**What needs to be done**
To complete this task, print all the data below exactly but leave out the images.
---
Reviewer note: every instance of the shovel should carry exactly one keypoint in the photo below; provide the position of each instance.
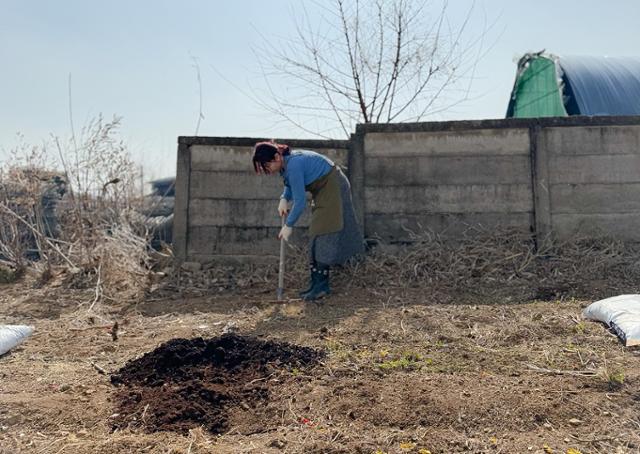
(280, 290)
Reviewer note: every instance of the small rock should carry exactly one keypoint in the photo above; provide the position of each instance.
(275, 443)
(191, 266)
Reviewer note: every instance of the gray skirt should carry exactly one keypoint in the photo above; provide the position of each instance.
(338, 247)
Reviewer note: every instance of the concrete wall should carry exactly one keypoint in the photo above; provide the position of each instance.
(569, 176)
(589, 179)
(446, 181)
(224, 211)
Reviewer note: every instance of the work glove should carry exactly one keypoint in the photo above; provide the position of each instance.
(285, 233)
(283, 207)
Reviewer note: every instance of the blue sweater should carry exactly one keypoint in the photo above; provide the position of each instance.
(301, 168)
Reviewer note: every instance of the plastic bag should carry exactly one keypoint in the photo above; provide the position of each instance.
(12, 335)
(621, 314)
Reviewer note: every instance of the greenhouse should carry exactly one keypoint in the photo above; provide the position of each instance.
(550, 86)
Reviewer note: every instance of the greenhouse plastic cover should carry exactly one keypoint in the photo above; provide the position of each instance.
(604, 85)
(621, 314)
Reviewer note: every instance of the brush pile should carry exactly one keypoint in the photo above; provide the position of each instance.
(80, 221)
(481, 266)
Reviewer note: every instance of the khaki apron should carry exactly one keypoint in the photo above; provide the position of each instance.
(326, 205)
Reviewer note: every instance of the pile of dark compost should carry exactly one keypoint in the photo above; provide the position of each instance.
(186, 383)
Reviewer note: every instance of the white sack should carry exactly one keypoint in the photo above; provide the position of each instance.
(12, 335)
(621, 314)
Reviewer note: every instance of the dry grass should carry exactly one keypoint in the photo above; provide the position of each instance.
(79, 217)
(490, 265)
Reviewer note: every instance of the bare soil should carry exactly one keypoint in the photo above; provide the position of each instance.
(371, 370)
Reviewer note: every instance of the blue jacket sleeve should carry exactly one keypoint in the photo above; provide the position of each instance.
(296, 186)
(286, 194)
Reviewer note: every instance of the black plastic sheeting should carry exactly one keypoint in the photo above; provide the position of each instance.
(601, 85)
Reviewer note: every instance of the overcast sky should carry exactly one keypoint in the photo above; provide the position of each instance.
(135, 59)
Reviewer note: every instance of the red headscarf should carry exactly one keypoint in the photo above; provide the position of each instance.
(264, 152)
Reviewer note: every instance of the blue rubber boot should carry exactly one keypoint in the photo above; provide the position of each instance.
(320, 287)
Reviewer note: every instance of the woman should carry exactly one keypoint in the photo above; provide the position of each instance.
(334, 233)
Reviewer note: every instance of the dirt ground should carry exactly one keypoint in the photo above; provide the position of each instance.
(396, 371)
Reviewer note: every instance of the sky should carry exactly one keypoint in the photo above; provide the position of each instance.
(68, 61)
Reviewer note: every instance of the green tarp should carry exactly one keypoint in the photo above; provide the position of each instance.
(536, 92)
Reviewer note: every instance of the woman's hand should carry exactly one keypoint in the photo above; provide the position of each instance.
(285, 233)
(283, 207)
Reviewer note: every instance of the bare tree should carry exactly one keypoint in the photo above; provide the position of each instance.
(376, 61)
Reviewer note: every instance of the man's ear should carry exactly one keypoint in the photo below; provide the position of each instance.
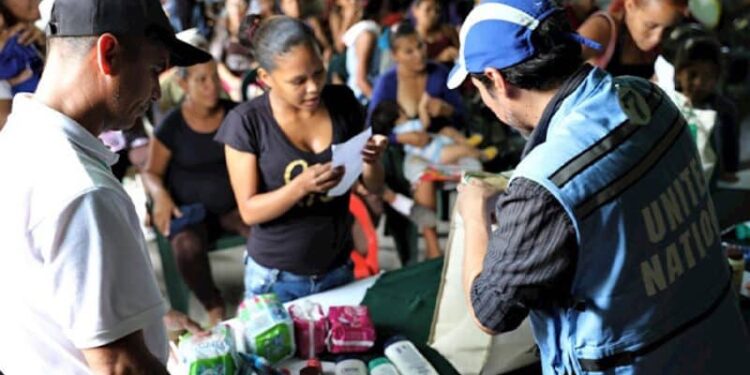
(499, 84)
(109, 54)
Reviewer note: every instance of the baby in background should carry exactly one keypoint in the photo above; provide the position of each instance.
(447, 147)
(20, 65)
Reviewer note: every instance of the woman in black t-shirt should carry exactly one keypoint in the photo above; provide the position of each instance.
(186, 177)
(278, 149)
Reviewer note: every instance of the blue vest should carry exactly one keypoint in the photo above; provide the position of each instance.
(651, 290)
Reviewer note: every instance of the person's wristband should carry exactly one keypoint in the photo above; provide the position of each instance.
(393, 138)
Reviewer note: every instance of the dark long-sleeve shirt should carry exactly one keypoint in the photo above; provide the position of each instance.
(530, 261)
(531, 257)
(386, 88)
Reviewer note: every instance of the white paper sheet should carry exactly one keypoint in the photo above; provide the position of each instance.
(349, 155)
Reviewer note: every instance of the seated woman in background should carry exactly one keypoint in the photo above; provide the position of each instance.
(441, 40)
(278, 149)
(697, 73)
(186, 177)
(390, 120)
(293, 8)
(414, 81)
(631, 33)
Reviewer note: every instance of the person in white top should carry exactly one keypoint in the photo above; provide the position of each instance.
(78, 291)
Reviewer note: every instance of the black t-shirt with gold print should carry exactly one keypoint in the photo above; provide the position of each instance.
(314, 236)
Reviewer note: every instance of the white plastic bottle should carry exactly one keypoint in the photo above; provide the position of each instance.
(351, 367)
(407, 358)
(382, 366)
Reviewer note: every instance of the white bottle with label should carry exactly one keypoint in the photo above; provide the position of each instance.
(382, 366)
(407, 358)
(351, 367)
---
**Response for this exercise**
Reviewer note: every instance of the shovel should carry exactly one keypoint in the photo below; provide the position of each instance.
(280, 290)
Reviewer note: every instance of the small rock should carry exactly one keypoint in the photo above; provide the position of each instance.
(275, 443)
(191, 266)
Reviewer note: every instance of the gray skirt should carry exactly one keypoint in the photo above; provide the position of each instance.
(338, 247)
Reviewer note: every instance of the concrete wall should carry exactly one keypoint in the photo above; provide the position of each instance.
(569, 176)
(589, 179)
(446, 181)
(224, 211)
Reviewer note: every instance of the work glove should carry exactly one keypoint in the photo above; provide the position of each instance.
(285, 233)
(283, 207)
Reviewer note: every instance of the blue sweater should carry exactly one keypoint in the photo above; provide the position of each instance.
(301, 168)
Reviewer note: every instance of the plastic bag should carry exactly one keypoint in the photo above; provide the position of each instance.
(12, 335)
(621, 314)
Reviewer note: every instance of the greenhouse should carry exactly one keypoint in the photo above; provide the position of each instance.
(550, 86)
Reviewer note: every instance of the greenhouse plastic cover should carry exactly one keypoint in the photo above; provide the position of each instance.
(604, 85)
(621, 314)
Reviewer note: every instance of the brush pile should carry exactly one keypoint in the photo above; provide the position of each instance.
(80, 221)
(481, 266)
Reviewer note: every instance of the khaki apron should carry exactly one keypoint in the photo above; provide the position of each instance.
(326, 205)
Reviewer note: every instance of the pile of dark compost should carry exactly one keypoint in the photo above; provide the position of each instance.
(186, 383)
Reviewer note: every instance of the white sack should carry exactly one keypoint in the photo above; provide the position of each instance.
(12, 335)
(621, 314)
Reviewer note: every instance of the dry grass should carry exactly one keypoint in the photo above; provide the position of each instance.
(79, 217)
(490, 265)
Reviewer note: every instance of the bare soil should carry exactly one keypoint in the photo above; provide the position of each instance.
(371, 370)
Reviewer note: every instance of the blue jacket sleeve should carry exactly one keypoint in the photo above; provide the position of each instance.
(296, 186)
(286, 194)
Reviewer note: every instance of the black plastic sheeting should carry exactly one keypoint in the photo above; provide the position of each instance.
(601, 85)
Reviewer note: every instance of the overcast sky should carry exactly one keypoint in the photo above; provide the position of each instance.
(135, 59)
Reviewer note: every instance of the red headscarf should carry exactly one keypoint in the photo above; provide the position of each instance.
(264, 152)
Reviewer note: every instance of the blue rubber boot should carry exactly one keypoint in the photo above; provide the position of each instance.
(320, 287)
Reviewer note: every instance of the woman should carry exactly one keypoint in the photo above; provide the position of each instance.
(334, 233)
Reviewer note: every instance of the dirt ground should carry exactly one keypoint in the photo above; provide the position of each instance.
(396, 371)
Reviewer note: every instance of the sky should carry exactly one keypoint in the photo above; provide the position of each instance.
(68, 61)
Reviewer note: every instance of the green tarp should carry exactly one keypoint in the photo above; provide the position of each instance.
(536, 92)
Reviewer note: every instance of the woman's hand should carry exactly one keypoint in the photo above; provide the position of each instance.
(285, 233)
(283, 207)
Reviewer note: every instance of the bare tree should carry exactly one keypoint in the photo above; provide the position of each instance.
(376, 61)
Reviewer note: every instance of the man's ear should carry exactly one keypoint in the photo below; provide the position of each instance.
(499, 84)
(109, 54)
Reviewer note: every instance of the baby in background should carry exactly one keypoint in the photo above; provide the position of each instance.
(447, 147)
(20, 65)
Reviewer note: every instance of the woman in black t-shirt should carry exactly one keypoint in the photo above; provide the position of each instance.
(186, 177)
(278, 149)
Reviewer note: every instance of the blue vest should carry exactly one keypoint in the photo above; provide the position of each instance.
(651, 290)
Reviewer note: every instance of the person's wristband should carry exactly one keypoint in the photo above; provide the position of each instance.
(393, 138)
Reviewer note: every instance of the dark long-sleeve shirt should carry exactly one keypoint in the photo above; provide the position of each instance.
(530, 261)
(531, 257)
(386, 88)
Reviewer note: every instance of the white paper sheet should carry exactly one keypoint in the photo above; provide the position of each instance.
(349, 155)
Reviewer note: every instance of the seated woman in background should carry exactly one keypoint in the photo above; provide the position of each instance.
(441, 40)
(278, 149)
(697, 73)
(186, 177)
(390, 120)
(293, 8)
(414, 81)
(631, 33)
Reviewer note: every instance of the person in white top should carry exactly one keypoint in the photo above; provide the position of each instance.
(78, 291)
Reviewer note: every instance of the black t-shirt with gold print should carry exactly one keypoint in the photo above; provide the position of each instance.
(314, 236)
Reviewer note: every instance of the white plastic bottle should carry exactly one keypoint in the photo above; provide the position of each instance.
(351, 367)
(407, 358)
(382, 366)
Reviewer note: every instance of the white bottle with label should carry exactly one keypoint in the photo above; provide the position of each instance.
(382, 366)
(407, 358)
(351, 367)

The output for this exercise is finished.